* What this task involves *
Copy each line of the following data that contains "above".

* Information provided *
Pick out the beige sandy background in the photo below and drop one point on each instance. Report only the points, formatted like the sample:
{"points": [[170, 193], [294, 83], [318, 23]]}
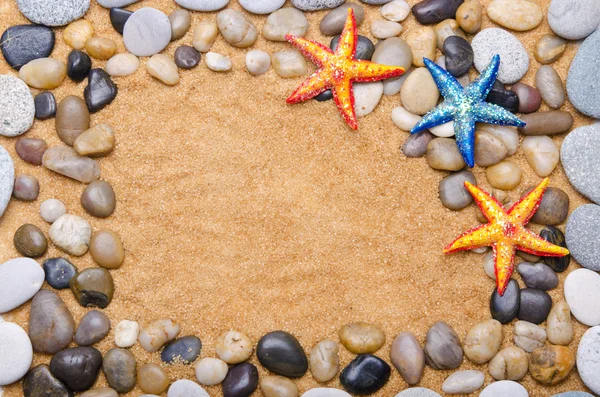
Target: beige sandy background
{"points": [[239, 211]]}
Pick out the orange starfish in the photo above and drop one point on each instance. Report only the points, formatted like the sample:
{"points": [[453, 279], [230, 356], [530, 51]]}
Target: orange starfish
{"points": [[338, 70], [506, 232]]}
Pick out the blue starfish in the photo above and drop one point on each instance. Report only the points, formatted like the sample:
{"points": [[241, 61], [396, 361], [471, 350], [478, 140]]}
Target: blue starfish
{"points": [[466, 106]]}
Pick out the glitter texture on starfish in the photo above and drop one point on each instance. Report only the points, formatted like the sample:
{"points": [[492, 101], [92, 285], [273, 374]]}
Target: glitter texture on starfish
{"points": [[506, 232], [338, 70], [466, 106]]}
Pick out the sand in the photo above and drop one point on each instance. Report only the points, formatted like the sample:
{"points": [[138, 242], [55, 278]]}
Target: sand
{"points": [[238, 211]]}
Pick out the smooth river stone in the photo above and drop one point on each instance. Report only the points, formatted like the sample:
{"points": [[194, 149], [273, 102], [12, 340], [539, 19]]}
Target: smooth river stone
{"points": [[147, 31], [583, 79], [16, 353], [21, 279], [23, 43]]}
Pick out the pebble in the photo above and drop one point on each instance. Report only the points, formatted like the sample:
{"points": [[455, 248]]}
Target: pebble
{"points": [[422, 42], [26, 188], [535, 305], [515, 15], [583, 75], [453, 193], [23, 43], [514, 58], [71, 234], [588, 363], [281, 353], [211, 371], [550, 365], [163, 68], [582, 292], [538, 276], [31, 150], [395, 10], [559, 326], [16, 353], [79, 65], [123, 64], [94, 326], [186, 57], [289, 63], [118, 18], [77, 33], [463, 382], [100, 91], [443, 154], [316, 5], [58, 272], [506, 307], [582, 236], [77, 367], [442, 347], [147, 31], [98, 199], [550, 86], [53, 12], [366, 374], [180, 23], [182, 350], [217, 62], [241, 380], [126, 333], [504, 388], [408, 357], [157, 334], [428, 12], [573, 19], [530, 99], [119, 367], [30, 241], [151, 378], [93, 287], [40, 382], [324, 360], [511, 363], [278, 386], [51, 325], [333, 22]]}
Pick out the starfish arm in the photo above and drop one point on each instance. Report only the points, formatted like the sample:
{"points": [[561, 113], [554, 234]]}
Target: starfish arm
{"points": [[450, 88], [493, 114], [438, 116], [310, 88], [525, 208], [528, 241]]}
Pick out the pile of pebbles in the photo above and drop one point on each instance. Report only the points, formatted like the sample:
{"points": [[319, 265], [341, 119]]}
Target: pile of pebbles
{"points": [[452, 27]]}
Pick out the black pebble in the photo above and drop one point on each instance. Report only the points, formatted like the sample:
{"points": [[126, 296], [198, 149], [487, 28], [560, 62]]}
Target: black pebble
{"points": [[186, 57], [182, 350], [100, 91], [280, 352], [364, 47], [59, 272], [77, 367], [45, 105], [505, 308], [365, 374], [535, 305], [78, 65], [23, 43], [459, 55], [555, 236], [429, 12], [118, 17], [241, 380]]}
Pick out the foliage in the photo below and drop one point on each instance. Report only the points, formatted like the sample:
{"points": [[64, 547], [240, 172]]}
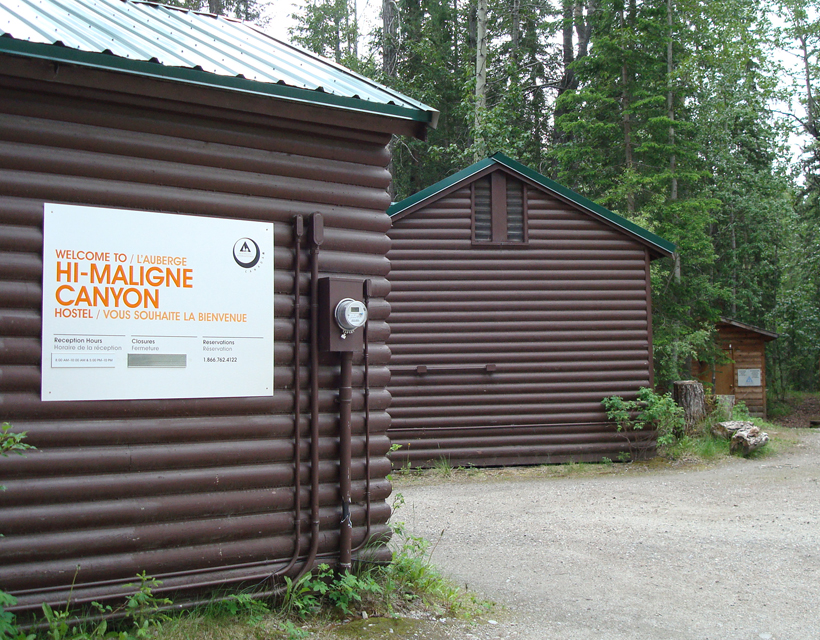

* Written solution *
Pick out the orange starfish in the photo above and drop one point on each instance. Report only the points, formatted like the sample:
Pick out the blue starfish in the photo above and drop one point on each instance. Report only the points, formatted like the sample:
Pick out the glitter texture on starfish in the photo above and drop one point on each instance. Report only the points, formatted like the sample:
Pick out the sand in the photo above and drop one point on each instance. Report only the points, formatted like the sample:
Pick out the smooth river stone in the photo above and drop one point on each instance. Report only the points, formatted like the sample:
Pick out the pebble in the photo above and drop one point on each instance. Report only the points, formatted like the sample:
Pick out the starfish arm in the photo above and drop one point on each instance. Report only the points, formatted like the sample:
Pick out the pile of pebbles in the photo above and drop one point on each instance. Report only the points, formatted like the sample:
Pick out the black pebble in the photo above and drop one point on each instance. Report only the points, formatted like the sample:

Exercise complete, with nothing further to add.